» **Instructions to follow**
Substitute "shelf audit" for every occurrence of "planogram log" in the entries below, and reproduce them otherwise unchanged, omitting the pictures.

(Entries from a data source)
|---|

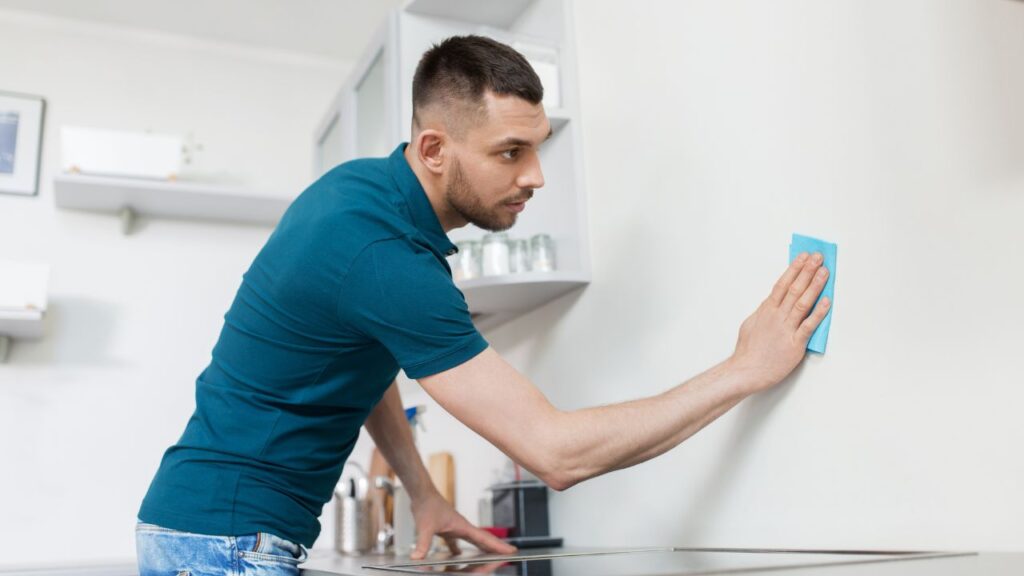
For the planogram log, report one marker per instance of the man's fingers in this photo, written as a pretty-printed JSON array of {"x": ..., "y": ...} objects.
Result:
[
  {"x": 778, "y": 291},
  {"x": 423, "y": 540},
  {"x": 810, "y": 324},
  {"x": 800, "y": 285},
  {"x": 453, "y": 545},
  {"x": 810, "y": 295},
  {"x": 485, "y": 540}
]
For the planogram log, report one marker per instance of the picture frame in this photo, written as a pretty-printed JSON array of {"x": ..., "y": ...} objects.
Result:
[{"x": 20, "y": 142}]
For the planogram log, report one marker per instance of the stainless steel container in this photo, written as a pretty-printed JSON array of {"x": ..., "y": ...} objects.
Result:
[{"x": 353, "y": 531}]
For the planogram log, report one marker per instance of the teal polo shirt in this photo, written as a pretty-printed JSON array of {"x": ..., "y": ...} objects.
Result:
[{"x": 351, "y": 286}]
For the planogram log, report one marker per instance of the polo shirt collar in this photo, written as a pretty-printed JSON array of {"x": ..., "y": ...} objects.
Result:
[{"x": 423, "y": 213}]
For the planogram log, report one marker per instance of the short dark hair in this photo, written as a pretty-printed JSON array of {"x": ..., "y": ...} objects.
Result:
[{"x": 459, "y": 71}]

|---|

» **Response to this exercise**
For the shelf audit, report one marker per instance of the man's fingers in this photo, written as a pretty-printed JSON array of {"x": ..., "y": ...} objects.
Result:
[
  {"x": 778, "y": 291},
  {"x": 423, "y": 540},
  {"x": 810, "y": 324},
  {"x": 800, "y": 285},
  {"x": 453, "y": 545},
  {"x": 810, "y": 295},
  {"x": 485, "y": 540}
]
For the shelf audit, report one marker per instance of the picture frame in this photo, written as a pretty-printed JSON array of {"x": ..., "y": ...} objects.
Result:
[{"x": 20, "y": 142}]
For the shelf audit, report one marker per instance of the stainless steel container in this photo, written as a pretty-printed JSON array of {"x": ..., "y": ...} objects.
Result:
[{"x": 353, "y": 531}]
For the shelf audit, report one marker per instance of the teal polo shirt in this photo, written as a pretty-printed JSON array of {"x": ..., "y": ...} objects.
Result:
[{"x": 351, "y": 286}]
For the shelf audit, report one marker per instance of the polo shirt collar in this photo, written as a pretty-printed JSON array of {"x": ..., "y": ...} objects.
Result:
[{"x": 423, "y": 213}]
For the shelf audit, report one marker per instance of the short dark hair in this photo, written as a pretty-printed JSON array of {"x": ..., "y": ...} objects.
Result:
[{"x": 459, "y": 71}]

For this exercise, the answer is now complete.